TEXTE SOURCE:

::::::::

NEW YORK - Nous sommes à mi-chemin dans la mise en œuvre des objectifs de développement durable (de 2015 à 2030), mais il reste la moitié du chemin avant de les réaliser. En fait, dans la plupart des domaines cruciaux - de la pauvreté à la sécurité alimentaire - le terrain gagné a été perdu ces dernières années en raison de crises majeures en cascade. Dans cet environnement difficile, les autorités nationales doivent, sans plus attendre, renouer leur engagement envers les ODD, notamment leur promesse implicite de ne laisser personne de côté.

Le défi est immense. Prenons le premier ODD de la liste, qui vise à éliminer la pauvreté sous toutes ses formes. Selon le Partenariat pour l'inclusion économique de la Banque mondiale, les programmes gouvernementaux de réduction de la pauvreté ont dû mettre les bouchées doubles en 2021. Or, pour rejoindre ceux qui accusent le plus grand retard, il faut que ces programmes reconnaissent l'enchevêtrement de contraintes qui garde les gens pris au piège de la pauvreté et ils doivent en tenir compte.

Comme le met en évidence l'indice mondial de pauvreté multidimensionnelle, la pauvreté englobe le dénuement et l'exclusion sur de nombreux plans, comme la nutrition, l'hygiène, la santé et l'éducation. Les facteurs comme le sexe, l'invalidité et le déplacement des populations contribuent également à garder les gens dans la misère. Des recherches récentes, fondées sur l'expérience du Bangladesh rural, indiquent qu'en dessous d'un certain seuil de revenu ou d'actif, la capacité des ménages d'accéder aux ressources qui pourraient augmenter leur revenu est très limitée. Elles démontrent également que d'importants transferts de ressources ou d'assistance qui créent de meilleurs emplois pour les populations démunies leur donnent des moyens efficaces d'échapper à la pauvreté à long terme.

Il est donc crucial de connaître les différentes contraintes et barrières auxquelles sont confrontées les personnes qui vivent dans l'extrême pauvreté dans chaque contexte particulier pour permettre aux autorités gouvernementales d'élaborer et de cibler des interventions optimales.

::::::::

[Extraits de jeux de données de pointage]

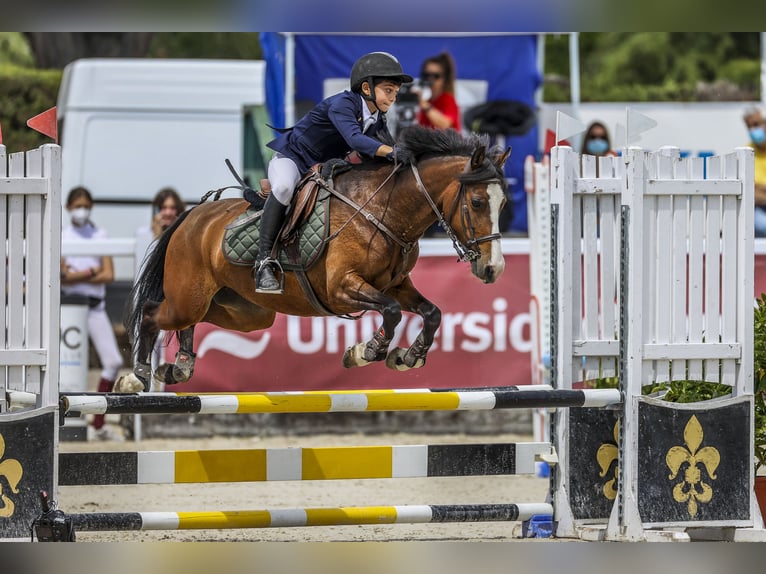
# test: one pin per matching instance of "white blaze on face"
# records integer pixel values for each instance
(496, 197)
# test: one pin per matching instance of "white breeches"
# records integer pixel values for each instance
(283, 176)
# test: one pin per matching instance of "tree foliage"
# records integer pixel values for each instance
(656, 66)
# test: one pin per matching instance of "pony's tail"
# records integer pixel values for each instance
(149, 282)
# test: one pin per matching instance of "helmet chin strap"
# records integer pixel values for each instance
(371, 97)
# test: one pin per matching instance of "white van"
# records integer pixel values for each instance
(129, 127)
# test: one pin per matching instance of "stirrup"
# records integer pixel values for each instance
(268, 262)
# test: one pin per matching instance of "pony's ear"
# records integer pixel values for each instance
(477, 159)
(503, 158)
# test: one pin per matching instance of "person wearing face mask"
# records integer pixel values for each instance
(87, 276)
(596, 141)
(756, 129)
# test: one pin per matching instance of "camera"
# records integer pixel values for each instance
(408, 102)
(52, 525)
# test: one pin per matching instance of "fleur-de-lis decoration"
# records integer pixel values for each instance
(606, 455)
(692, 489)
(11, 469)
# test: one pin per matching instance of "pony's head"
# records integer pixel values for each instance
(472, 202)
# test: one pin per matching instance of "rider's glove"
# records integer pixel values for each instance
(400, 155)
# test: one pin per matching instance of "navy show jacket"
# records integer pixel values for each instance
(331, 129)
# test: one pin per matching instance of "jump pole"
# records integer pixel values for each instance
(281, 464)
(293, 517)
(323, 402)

::::::::

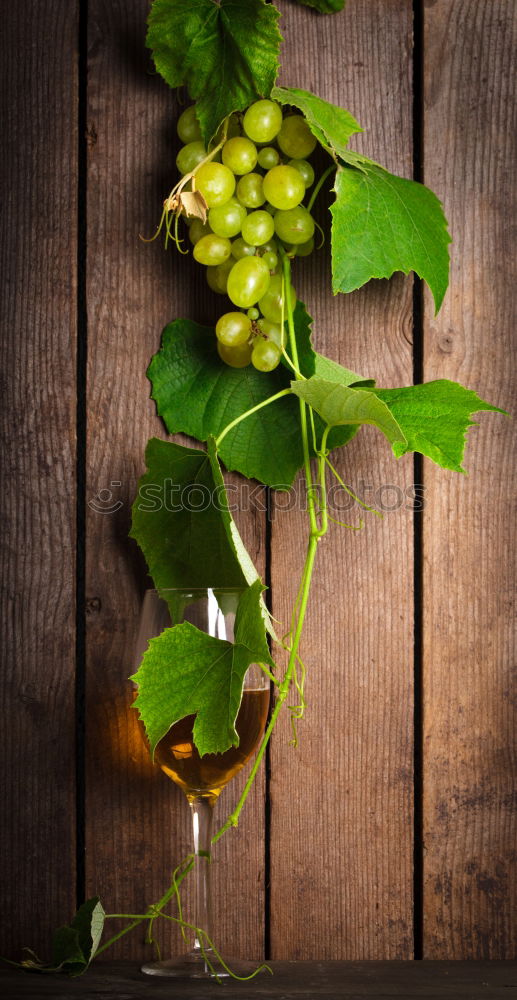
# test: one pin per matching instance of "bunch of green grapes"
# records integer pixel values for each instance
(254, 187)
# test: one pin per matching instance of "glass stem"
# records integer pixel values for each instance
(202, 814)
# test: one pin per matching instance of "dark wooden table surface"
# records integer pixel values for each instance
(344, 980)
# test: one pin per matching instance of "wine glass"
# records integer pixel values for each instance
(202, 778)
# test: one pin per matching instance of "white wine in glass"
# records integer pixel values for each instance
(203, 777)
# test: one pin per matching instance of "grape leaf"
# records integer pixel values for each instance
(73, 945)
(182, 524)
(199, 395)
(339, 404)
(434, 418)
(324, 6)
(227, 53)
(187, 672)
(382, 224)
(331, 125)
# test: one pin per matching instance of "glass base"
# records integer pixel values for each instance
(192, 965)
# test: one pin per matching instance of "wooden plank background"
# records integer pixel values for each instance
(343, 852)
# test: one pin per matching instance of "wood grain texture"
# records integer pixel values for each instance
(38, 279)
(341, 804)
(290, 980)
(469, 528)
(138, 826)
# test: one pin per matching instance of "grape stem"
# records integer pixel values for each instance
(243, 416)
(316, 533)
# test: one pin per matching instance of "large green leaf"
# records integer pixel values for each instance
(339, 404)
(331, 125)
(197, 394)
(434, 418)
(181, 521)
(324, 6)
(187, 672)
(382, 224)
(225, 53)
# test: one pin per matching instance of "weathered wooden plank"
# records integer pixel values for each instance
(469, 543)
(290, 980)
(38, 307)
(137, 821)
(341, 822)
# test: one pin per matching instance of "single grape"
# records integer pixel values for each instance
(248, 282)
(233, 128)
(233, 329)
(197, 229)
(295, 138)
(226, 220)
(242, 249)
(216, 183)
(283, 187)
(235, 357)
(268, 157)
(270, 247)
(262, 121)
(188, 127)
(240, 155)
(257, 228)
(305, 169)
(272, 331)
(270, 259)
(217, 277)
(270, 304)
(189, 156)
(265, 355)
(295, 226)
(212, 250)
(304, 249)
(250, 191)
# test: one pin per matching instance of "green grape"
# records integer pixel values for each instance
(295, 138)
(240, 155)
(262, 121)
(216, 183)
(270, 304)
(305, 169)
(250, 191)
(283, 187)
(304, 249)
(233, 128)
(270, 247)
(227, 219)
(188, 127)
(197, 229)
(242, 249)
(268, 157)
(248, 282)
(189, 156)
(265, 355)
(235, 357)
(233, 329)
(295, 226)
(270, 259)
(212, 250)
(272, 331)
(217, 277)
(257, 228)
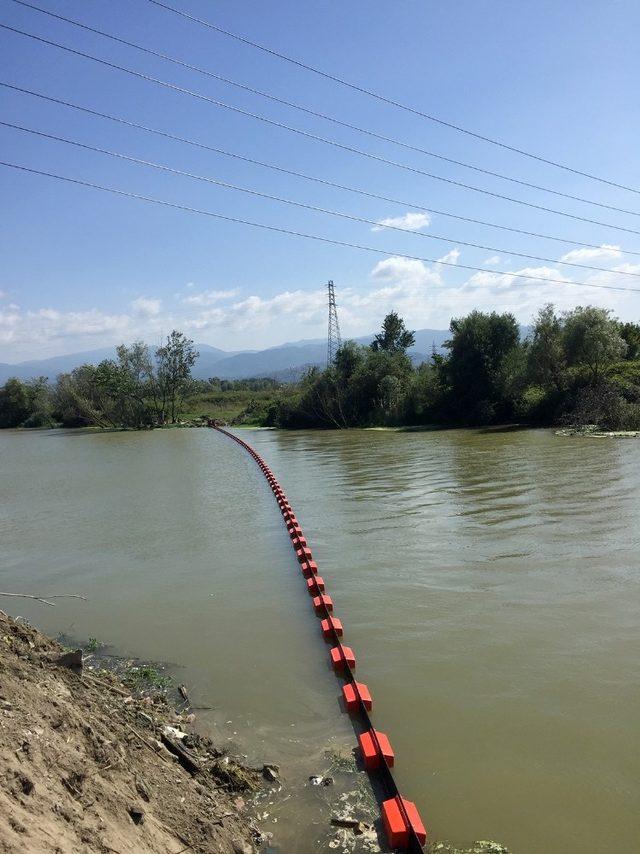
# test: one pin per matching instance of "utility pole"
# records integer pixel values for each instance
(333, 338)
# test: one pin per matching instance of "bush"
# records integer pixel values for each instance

::::::::

ÉNONCÉ DU PROBLÈME: Recopiez fidèlement, dans le texte sur les objectifs de développement durable, tout ce qui va de « Il est donc » jusqu'à « des interventions optimales. ».

SOLUTION RÉDIGÉE:
Il est donc crucial de connaître les différentes contraintes et barrières auxquelles sont confrontées les personnes qui vivent dans l'extrême pauvreté dans chaque contexte particulier pour permettre aux autorités gouvernementales d'élaborer et de cibler des interventions optimales.